__REQUIRED ACTIONS__:
1) In the swimmer's ear text, rewrite the passage from "Swimmer’s ear, or" to "Control and Prevention.", changing "physician visits" to "doctor visits".
2) According to the swimmer's ear text, how far from the head should a hair dryer be kept when drying the ears?

Swimmer’s ear, or otitis media, is an infection of your outer ear. Swimmers and non-swimmers can both get swimmer’s ear. Swimmer’s ear leads to 2.4 million physician visits per year, according to the Centers for Disease Control and Prevention.
Ear, nose and throat specialists can help prevent swimmer’s ear complications, such as hearing loss. However, you may be able to avoid the condition in the first place. The following tips may help.
Tips for Swimmers
Swimming is a risk factor for developing swimmer’s ear because water is more likely to enter your ear canal. Bacteria are better able to grow and cause infections in a damp environment.
o Wear protective gear while swimming. Bathing caps and earplugs reduce the amount of water that gets into your ears.
o Dry your ears. Dry your ears off with a towel as soon as possible after you leave the water. Get excess water out of your ears by bending over so that one side of your head is facing the ground and water can leave your ear. Then switch sides so that your other ear drains.
o Use a blow-dryer. A hair dryer can dry your ears very quickly, but be sure to leave it on the coolest heat setting and keep the dryer a foot away from your head.
Tips for Non-Swimmers
You can get swimmer’s ear if harmful bacteria get into your ear and are able to grow.
o Do not put objects in your ears. That includes Q-tips, paper clips and anything else that could cut your ear and allow bacteria to infect you.
o Stay clean. Proper hygiene keeps bacteria away. Always clean your jewelry.
If you suspect that you may have swimmer’s ear, consult an ear, nose and throat doctor. Prompt attention to your symptoms can help prevent this minor nuisance from turning into a more serious infection.

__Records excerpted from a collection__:
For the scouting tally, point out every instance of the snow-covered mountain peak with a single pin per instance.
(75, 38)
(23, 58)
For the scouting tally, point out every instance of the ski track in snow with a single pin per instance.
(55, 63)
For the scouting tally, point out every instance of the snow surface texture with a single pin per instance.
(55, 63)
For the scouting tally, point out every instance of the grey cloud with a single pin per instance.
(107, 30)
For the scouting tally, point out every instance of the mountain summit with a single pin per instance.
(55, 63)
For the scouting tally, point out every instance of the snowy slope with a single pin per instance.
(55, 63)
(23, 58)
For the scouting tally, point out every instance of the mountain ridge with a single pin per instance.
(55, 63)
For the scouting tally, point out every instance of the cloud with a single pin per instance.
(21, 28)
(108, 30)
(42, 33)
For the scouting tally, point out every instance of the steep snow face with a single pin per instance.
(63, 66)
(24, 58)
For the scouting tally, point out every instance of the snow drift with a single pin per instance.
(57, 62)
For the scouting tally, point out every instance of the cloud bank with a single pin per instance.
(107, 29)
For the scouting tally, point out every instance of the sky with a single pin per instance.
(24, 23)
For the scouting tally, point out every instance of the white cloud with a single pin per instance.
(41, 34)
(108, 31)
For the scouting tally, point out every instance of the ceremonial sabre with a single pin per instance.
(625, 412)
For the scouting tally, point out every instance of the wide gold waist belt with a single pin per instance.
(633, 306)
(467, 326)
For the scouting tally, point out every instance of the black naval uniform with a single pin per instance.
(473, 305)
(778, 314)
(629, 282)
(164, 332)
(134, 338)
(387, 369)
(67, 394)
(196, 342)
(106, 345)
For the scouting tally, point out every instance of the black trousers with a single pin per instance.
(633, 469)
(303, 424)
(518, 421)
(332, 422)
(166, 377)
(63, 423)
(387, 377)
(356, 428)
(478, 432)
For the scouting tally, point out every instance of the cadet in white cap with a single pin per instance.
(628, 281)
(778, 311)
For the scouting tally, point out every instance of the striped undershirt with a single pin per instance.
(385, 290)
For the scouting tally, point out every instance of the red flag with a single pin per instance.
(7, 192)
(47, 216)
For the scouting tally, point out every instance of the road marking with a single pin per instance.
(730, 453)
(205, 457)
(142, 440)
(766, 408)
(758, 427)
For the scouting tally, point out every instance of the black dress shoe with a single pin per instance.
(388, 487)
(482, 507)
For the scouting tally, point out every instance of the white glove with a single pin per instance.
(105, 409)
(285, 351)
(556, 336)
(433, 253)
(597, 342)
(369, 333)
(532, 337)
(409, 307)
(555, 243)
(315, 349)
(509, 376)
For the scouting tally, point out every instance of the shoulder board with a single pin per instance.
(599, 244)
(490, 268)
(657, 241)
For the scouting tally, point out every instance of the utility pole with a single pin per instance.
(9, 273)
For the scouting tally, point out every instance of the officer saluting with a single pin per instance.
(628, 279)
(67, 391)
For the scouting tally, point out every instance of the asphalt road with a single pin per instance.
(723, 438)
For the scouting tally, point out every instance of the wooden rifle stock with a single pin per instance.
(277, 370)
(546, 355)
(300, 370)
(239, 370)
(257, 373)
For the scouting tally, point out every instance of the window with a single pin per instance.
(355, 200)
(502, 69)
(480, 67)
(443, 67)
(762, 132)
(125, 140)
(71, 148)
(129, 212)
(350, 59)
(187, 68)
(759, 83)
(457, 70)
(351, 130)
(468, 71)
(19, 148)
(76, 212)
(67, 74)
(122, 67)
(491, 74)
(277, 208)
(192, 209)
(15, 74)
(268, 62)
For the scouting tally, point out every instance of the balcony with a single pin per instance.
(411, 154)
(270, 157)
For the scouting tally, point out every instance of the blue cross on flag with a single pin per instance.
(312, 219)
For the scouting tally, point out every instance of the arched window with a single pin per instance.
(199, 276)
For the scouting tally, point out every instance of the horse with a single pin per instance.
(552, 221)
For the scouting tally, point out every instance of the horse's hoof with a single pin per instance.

__TASK-BY-TASK OUTPUTS__:
1)
Swimmer’s ear, or otitis media, is an infection of your outer ear. Swimmers and non-swimmers can both get swimmer’s ear. Swimmer’s ear leads to 2.4 million doctor visits per year, according to the Centers for Disease Control and Prevention.

2) A foot away.